The results so far show that there is something funny going on with L2 HW prefetches -- in my testing I see 20%-30% *fewer* demand read access to the L2 (hits + misses) when L2 HW prefetching is enabled.  That suggests that the data fetched by the L2 HW prefetchers is getting "picked up" by demand read accesses via a different path -- one that does not increment this performance counter.  (Can anyone think of another scenario that would fit these results?)

We know that there are significant undercounts for the LLC events due to some kind of bypassing, since the "partial workarounds" involve (mostly undocumented) features with names like "disable bypass", so it is certainly not implausible that bypass mechanisms exist at the L2 cache level as well.  The Haswell results above suggest that L1 HW prefetches are putting data in a bypass path that can be picked up by L1 Data Cache miss demand reads -- something that did not happen on SNB and IVB, but which is not a surprising evolution.  

The low counts for OFFCORE_RESPONSE:DMND_RFO:ANY_RESPONSE on the Haswell system might point to a simple bug in the OFFCORE_RESPONSE counter event, or may point to a bypass path that is available to RFOs on Haswell, but not on earlier systems, and which can be activated by demand RFOs (i.e., does not require HW prefetches to activate). 

Another possibility is that Haswell handles some interactions between demand accesses and prefetches differently.  For example, if an L2 miss buffer is allocated by a HW prefetch and a demand access reaches the buffer before the data is returned, the request type associated with the buffer might be changed and the information about the *original* request type could be lost.

Another possibility is that Haswell has different policies for HW prefetching.  Intel's documentation has always been a bit sparse about RFO prefetches (for both L1 and L2 HW prefetchers), and there is considerable fuzziness about the algorithm used to decide whether the L2 HW prefetches will bring the data into the LLC or into the LLC and the L2.   One could also imagine L1 prefetches bringing data into the LLC and L1, but not allocating it in the L2.   Unfortunately it is tricky to study any of these topics when you have to deal with uncertainties in both the underlying hardware behavior and the accuracy of the performance counters.

It might be interesting to see if the bypass-disable workarounds for the LLC undercounting on SNB have any impact on these L2 counts.

Unfortunately, the first-order takeaway is that these L2 access counters do not appear to give reliable results under normal operation (i.e., with the L2 HW prefetchers active).   The offcore response counters look reliable on SNB and IVB, but (at least) the RFO sub-event might be unreliable on Haswell.  This deserves more investigation -- perhaps those events are picked up in another category, or perhaps we will need to go to the CBo counters to capture the information we need.   (I have had trouble wrapping my head around the CBo counter definitions, so I have not included them in most of my analyses so far -- now that the Haswell EP Uncore Performance Monitoring Guide is available, I guess it is time to get to work on adding them.)

I have a lot of sympathy for the folks that have to implement the core performance counters -- it is extremely difficult to architect a monitoring facility when the thing being monitored is being designed by a different team and when that thing becomes more complex in unexpected ways from one generation to the next.  It is even worse when what you are trying to monitor involves the interaction of two or more subsystems being designed by two or more teams -- their primary focus has be to (1) get the interaction right, and (2) make its performance better than the previous version.  Making sure that all paths between the units report information to the performance monitoring units in the way that the performance monitors expect does not have the same kind of career-determining implications as (1) and (2).   It gets worse when there is a fundamental inconsistency between what the performance monitoring unit wants and what the innovative new hardware design actually does.  This is one of the main reasons why it has been so hard for any vendor to have a stable set of performance event definitions.

### SUPPLIED DATA

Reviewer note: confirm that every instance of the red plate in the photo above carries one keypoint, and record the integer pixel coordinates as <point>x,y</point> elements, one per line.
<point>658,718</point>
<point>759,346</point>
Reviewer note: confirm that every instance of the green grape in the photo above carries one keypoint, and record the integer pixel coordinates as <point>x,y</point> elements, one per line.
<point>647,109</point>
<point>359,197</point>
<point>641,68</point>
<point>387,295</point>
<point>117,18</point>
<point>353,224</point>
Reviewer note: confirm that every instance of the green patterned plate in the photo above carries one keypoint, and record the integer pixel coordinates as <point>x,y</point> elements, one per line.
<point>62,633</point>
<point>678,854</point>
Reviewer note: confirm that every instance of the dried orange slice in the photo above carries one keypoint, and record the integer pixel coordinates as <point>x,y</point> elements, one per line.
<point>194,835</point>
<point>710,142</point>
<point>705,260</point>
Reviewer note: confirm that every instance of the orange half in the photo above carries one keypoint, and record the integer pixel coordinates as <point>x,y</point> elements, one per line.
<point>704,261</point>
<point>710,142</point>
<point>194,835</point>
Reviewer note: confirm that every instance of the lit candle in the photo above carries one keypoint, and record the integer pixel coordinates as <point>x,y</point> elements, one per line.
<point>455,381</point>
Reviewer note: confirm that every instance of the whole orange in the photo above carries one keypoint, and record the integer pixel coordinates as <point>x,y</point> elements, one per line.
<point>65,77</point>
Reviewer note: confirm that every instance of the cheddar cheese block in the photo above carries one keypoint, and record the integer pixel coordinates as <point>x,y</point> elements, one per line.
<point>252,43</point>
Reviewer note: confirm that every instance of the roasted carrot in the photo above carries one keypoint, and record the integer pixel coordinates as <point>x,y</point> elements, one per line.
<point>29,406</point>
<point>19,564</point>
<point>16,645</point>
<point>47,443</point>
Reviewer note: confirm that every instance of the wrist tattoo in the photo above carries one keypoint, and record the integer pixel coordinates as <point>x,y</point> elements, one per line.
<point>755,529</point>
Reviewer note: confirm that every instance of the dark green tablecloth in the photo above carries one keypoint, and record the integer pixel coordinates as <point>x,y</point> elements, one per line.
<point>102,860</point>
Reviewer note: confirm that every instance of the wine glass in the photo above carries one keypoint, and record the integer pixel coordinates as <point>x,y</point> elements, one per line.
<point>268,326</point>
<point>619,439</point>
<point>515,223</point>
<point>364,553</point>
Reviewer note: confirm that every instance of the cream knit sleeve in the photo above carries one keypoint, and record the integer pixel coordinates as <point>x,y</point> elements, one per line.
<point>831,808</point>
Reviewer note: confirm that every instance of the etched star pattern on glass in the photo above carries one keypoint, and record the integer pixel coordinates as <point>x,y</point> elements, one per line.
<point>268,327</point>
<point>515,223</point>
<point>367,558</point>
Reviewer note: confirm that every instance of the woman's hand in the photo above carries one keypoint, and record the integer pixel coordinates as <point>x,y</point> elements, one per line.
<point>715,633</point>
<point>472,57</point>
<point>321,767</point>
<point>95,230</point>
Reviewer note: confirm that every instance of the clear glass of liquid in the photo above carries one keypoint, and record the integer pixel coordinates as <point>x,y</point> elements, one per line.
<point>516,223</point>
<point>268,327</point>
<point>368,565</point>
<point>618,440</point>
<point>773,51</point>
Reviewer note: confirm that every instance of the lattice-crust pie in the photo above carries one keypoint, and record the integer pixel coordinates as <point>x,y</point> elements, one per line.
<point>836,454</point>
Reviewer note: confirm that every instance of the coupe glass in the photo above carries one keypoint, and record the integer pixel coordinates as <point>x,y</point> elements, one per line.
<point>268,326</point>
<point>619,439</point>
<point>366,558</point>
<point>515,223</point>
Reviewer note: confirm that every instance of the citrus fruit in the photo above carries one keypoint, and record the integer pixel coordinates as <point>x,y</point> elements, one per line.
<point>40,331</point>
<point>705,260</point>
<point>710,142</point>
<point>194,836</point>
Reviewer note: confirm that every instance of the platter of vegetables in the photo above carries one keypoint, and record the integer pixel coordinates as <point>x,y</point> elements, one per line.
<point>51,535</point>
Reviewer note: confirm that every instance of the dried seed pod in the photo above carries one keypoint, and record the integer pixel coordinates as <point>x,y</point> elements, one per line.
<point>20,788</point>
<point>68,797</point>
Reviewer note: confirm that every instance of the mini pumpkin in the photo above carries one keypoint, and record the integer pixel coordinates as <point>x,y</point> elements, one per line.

### AIM 1
Please reproduce the stretch of the performance-counter passage from "It might be" through "on adding them.)".
### AIM 2
Answer these questions from the performance-counter passage, labeling each (a), (b), (c) on its own line:
(a) By how much do demand read accesses to the L2 drop when L2 HW prefetching is enabled?
(b) What name is given as an example for the mostly undocumented features in the "partial workarounds"?
(c) Which guide is now available for adding the CBo counters?

### TASK SOLUTION 1
It might be interesting to see if the bypass-disable workarounds for the LLC undercounting on SNB have any impact on these L2 counts.

Unfortunately, the first-order takeaway is that these L2 access counters do not appear to give reliable results under normal operation (i.e., with the L2 HW prefetchers active).   The offcore response counters look reliable on SNB and IVB, but (at least) the RFO sub-event might be unreliable on Haswell.  This deserves more investigation -- perhaps those events are picked up in another category, or perhaps we will need to go to the CBo counters to capture the information we need.   (I have had trouble wrapping my head around the CBo counter definitions, so I have not included them in most of my analyses so far -- now that the Haswell EP Uncore Performance Monitoring Guide is available, I guess it is time to get to work on adding them.)

### TASK SOLUTION 2
(a) 20%-30% fewer
(b) "disable bypass"
(c) The Haswell EP Uncore Performance Monitoring Guide